──────── Exercise material

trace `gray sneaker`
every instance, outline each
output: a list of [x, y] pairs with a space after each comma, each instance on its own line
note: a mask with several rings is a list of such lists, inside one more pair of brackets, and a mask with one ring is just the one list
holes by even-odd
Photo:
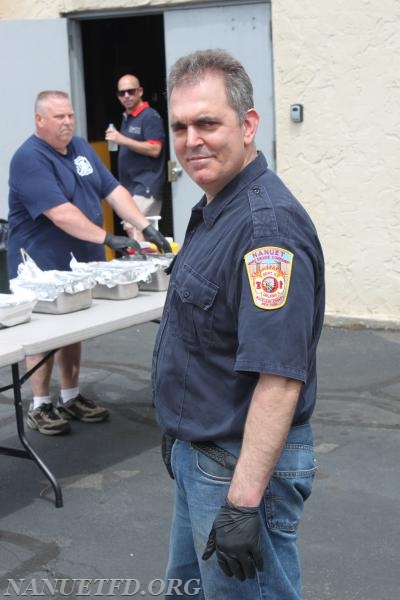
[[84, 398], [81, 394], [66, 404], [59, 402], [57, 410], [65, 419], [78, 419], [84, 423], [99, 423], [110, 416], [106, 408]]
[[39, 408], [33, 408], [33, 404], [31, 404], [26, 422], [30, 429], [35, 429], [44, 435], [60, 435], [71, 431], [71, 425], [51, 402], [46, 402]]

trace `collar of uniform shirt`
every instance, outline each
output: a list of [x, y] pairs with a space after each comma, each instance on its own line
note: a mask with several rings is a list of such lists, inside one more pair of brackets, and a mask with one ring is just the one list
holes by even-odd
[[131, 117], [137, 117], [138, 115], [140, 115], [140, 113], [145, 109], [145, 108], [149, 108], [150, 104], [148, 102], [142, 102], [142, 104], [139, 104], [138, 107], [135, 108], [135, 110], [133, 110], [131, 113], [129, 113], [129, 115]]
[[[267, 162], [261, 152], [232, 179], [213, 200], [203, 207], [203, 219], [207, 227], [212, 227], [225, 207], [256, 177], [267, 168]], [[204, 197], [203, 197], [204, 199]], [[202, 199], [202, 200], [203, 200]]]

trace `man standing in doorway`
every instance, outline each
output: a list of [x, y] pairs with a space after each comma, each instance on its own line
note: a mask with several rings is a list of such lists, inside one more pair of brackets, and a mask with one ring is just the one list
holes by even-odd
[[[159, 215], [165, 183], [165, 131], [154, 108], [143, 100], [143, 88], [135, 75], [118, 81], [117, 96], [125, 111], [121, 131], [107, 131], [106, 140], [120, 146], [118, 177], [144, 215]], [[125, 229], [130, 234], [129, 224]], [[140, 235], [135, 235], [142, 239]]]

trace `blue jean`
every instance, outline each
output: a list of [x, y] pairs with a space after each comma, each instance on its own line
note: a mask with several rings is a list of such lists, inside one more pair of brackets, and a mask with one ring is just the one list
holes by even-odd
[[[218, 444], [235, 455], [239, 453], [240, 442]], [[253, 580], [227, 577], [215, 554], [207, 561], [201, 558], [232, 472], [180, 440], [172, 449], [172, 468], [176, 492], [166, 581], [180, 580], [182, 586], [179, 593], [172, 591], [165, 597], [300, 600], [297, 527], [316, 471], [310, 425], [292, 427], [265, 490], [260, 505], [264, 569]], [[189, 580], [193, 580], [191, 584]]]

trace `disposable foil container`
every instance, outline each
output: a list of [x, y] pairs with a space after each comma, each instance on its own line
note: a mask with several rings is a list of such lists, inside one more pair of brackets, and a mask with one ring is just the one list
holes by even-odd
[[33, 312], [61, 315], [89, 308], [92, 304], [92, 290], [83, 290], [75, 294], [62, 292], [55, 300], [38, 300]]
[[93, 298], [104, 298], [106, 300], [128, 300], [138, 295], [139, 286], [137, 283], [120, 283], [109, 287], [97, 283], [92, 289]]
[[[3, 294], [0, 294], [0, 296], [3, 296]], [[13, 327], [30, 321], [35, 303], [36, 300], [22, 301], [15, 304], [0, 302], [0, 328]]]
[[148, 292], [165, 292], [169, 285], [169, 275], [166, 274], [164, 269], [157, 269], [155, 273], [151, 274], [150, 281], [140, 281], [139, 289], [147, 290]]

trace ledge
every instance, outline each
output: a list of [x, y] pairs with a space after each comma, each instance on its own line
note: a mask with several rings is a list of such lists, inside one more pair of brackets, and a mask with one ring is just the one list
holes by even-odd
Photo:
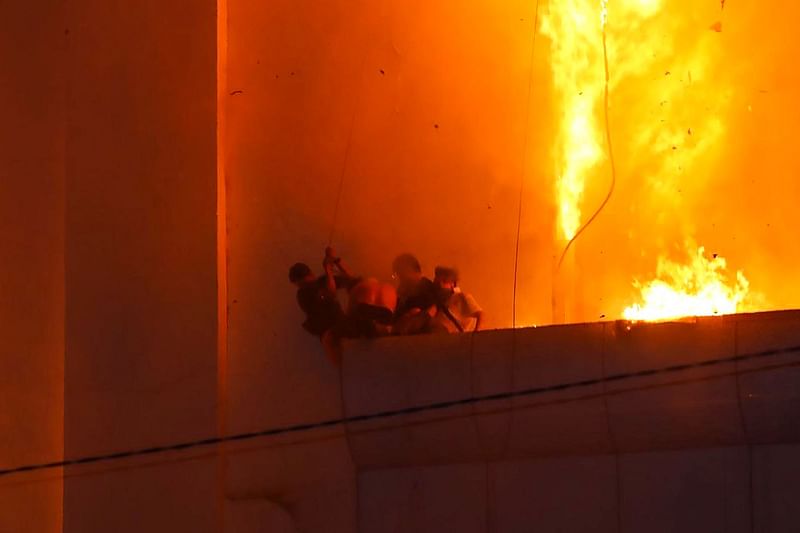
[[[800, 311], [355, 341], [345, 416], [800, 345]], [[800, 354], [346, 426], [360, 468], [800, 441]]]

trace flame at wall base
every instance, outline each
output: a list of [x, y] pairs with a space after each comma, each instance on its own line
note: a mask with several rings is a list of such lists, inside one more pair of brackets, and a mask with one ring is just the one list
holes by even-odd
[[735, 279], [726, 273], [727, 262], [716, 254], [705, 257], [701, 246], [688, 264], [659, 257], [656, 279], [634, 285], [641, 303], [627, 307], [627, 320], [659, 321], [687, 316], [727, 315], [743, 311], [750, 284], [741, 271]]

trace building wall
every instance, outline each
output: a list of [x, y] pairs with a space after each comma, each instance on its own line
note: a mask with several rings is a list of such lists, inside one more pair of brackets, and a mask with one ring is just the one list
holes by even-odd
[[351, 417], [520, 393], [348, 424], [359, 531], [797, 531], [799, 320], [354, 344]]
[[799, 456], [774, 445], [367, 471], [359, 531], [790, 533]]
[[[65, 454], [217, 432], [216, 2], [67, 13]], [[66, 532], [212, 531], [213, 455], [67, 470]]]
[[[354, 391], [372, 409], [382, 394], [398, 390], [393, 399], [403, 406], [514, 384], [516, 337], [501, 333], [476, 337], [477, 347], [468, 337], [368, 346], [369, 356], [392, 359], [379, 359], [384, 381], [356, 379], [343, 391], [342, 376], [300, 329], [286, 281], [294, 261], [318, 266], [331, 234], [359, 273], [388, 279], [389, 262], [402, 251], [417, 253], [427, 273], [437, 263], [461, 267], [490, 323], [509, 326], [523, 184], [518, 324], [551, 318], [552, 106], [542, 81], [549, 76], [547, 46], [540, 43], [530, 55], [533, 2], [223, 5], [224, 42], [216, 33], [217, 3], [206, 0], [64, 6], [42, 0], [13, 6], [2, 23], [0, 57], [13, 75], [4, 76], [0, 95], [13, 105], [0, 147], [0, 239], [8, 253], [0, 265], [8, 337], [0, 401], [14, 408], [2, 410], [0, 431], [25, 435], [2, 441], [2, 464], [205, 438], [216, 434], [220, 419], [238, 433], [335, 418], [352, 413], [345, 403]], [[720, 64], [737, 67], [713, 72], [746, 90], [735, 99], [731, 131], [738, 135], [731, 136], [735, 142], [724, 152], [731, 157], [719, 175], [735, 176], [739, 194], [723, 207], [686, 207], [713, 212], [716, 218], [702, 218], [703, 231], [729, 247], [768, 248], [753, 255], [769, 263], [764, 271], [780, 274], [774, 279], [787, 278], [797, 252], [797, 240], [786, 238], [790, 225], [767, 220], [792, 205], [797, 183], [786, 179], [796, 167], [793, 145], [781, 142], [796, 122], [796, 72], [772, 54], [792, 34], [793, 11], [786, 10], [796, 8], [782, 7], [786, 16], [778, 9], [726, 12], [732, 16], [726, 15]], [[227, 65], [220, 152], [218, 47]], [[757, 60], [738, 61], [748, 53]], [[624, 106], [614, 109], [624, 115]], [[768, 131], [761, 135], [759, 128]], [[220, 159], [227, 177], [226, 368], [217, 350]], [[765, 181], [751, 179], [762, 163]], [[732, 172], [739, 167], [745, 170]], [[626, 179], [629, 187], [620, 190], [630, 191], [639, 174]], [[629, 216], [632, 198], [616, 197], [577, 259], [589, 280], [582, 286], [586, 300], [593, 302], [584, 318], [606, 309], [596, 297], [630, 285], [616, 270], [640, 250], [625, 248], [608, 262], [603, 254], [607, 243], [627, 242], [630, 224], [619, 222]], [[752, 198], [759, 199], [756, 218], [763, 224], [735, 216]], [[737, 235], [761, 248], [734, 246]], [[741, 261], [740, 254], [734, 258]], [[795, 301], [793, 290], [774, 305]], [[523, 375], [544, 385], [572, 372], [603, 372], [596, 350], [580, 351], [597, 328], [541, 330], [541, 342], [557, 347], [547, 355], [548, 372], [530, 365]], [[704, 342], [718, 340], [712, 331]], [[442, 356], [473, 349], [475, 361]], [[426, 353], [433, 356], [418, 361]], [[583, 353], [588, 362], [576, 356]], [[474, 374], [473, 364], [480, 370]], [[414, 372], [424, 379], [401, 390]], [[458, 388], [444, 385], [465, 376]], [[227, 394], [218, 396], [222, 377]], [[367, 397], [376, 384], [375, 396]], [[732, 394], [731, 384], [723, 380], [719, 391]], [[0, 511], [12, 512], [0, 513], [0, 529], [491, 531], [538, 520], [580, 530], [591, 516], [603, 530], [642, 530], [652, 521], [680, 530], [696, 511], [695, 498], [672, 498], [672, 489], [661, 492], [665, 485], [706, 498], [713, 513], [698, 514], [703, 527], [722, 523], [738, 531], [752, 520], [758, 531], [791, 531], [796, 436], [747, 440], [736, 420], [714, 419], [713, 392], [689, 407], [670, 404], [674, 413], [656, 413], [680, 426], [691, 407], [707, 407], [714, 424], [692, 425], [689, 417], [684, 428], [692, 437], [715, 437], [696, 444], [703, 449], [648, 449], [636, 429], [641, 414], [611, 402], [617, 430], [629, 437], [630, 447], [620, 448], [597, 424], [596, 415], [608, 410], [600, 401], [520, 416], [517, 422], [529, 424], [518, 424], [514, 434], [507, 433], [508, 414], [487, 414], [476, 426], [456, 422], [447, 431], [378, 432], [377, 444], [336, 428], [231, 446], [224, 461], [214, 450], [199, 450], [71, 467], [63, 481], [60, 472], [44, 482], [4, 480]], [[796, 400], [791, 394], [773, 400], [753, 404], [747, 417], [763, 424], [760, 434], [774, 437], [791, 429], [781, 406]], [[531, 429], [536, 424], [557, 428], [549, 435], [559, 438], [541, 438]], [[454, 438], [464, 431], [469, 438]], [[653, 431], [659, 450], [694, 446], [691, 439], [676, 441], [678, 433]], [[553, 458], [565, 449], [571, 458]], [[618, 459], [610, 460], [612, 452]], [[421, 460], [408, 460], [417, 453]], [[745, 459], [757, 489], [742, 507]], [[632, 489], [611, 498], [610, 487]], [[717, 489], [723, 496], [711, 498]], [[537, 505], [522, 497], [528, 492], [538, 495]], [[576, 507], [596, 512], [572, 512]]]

────────────────

== To do ==
For the string "trace", go through the entries above and copy each line where it occurs.

== Solved problem ==
trace `gray sneaker`
trace `collar of uniform shirt`
trace `man standing in doorway`
trace `blue jean`
trace `disposable foil container`
trace ledge
trace flame at wall base
trace building wall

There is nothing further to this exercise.